• _SUPPLIED DATA_
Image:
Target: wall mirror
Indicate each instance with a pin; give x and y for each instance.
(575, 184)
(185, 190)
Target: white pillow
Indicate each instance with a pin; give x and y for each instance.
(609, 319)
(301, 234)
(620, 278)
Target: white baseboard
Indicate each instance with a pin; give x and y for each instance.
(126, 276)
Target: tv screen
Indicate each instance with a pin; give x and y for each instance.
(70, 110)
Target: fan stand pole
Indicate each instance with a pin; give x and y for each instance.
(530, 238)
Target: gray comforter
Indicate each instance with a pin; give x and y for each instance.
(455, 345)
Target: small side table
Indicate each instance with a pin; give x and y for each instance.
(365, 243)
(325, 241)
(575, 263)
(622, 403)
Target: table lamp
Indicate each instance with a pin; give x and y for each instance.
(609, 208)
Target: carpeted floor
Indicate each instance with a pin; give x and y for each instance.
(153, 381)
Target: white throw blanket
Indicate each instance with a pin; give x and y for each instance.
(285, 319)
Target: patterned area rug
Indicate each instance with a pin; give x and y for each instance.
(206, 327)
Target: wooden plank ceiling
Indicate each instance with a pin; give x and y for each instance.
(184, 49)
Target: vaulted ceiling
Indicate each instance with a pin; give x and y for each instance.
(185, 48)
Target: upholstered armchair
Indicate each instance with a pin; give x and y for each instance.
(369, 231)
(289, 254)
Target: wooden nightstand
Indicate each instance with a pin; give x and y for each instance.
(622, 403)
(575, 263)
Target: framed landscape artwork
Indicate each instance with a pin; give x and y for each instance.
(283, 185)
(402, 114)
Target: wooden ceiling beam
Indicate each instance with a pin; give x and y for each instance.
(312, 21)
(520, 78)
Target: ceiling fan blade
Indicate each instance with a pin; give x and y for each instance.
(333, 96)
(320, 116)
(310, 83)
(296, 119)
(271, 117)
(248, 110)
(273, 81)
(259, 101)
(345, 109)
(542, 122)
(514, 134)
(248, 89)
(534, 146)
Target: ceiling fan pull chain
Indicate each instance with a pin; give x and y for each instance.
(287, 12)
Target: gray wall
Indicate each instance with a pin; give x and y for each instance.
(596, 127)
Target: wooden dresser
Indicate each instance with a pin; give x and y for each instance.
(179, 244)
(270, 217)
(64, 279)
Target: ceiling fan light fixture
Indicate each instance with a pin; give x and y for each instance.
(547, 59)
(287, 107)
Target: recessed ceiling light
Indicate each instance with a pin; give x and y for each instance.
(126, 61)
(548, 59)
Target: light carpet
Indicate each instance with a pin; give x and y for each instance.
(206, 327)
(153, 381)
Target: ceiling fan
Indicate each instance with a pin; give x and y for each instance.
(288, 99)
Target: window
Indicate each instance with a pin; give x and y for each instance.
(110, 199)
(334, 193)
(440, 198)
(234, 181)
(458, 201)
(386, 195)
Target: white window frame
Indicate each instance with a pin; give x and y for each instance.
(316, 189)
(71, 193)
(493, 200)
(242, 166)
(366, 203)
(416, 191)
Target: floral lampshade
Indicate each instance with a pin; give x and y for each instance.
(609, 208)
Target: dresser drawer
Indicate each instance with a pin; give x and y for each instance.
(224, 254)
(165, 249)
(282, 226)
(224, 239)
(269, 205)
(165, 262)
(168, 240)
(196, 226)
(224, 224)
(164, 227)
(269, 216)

• _WHAT YOU HAVE TO DO_
Could you rewrite the entries from the line holding "Target: ceiling fan pull chain" through the end of the entries, both ends included, swapping "floral lampshade" for "patterned lampshade" and leaving everything else unchanged?

• _EXERCISE ANSWER_
Target: ceiling fan pull chain
Indicate each instance with a pin; give x and y for each instance.
(287, 12)
Target: gray wall
Indicate each instance with a pin; give x and y for each instance.
(596, 127)
Target: wooden dresser
Indicate each instance with a pin; give x and y for each instance.
(179, 244)
(270, 217)
(64, 279)
Target: ceiling fan light fixture
Indicate each instance with a pin; give x and y for each instance.
(547, 59)
(287, 107)
Target: recessed ceiling light
Indicate each instance with a pin; give x and y for each instance.
(126, 61)
(548, 59)
Target: light carpet
Indicate each instance with a pin; give x and y for each instance.
(206, 327)
(153, 381)
Target: ceiling fan
Indicate each instance with a pin; give x and y for each instance.
(288, 99)
Target: window
Indicate each instance with a pin; give x and y for each instance.
(110, 199)
(334, 193)
(440, 198)
(234, 181)
(458, 201)
(386, 195)
Target: white window frame
Indicate each instance with a pin; give x and y for each instance.
(316, 189)
(71, 193)
(493, 200)
(242, 166)
(366, 203)
(416, 191)
Target: patterned lampshade
Indicate each instance with a pin; give x and y for each instance.
(609, 208)
Target: dresser drawer
Indicate each instance with a pin; give x and y for each instance.
(224, 254)
(165, 249)
(282, 226)
(224, 239)
(269, 205)
(165, 262)
(168, 240)
(196, 226)
(224, 224)
(164, 227)
(269, 216)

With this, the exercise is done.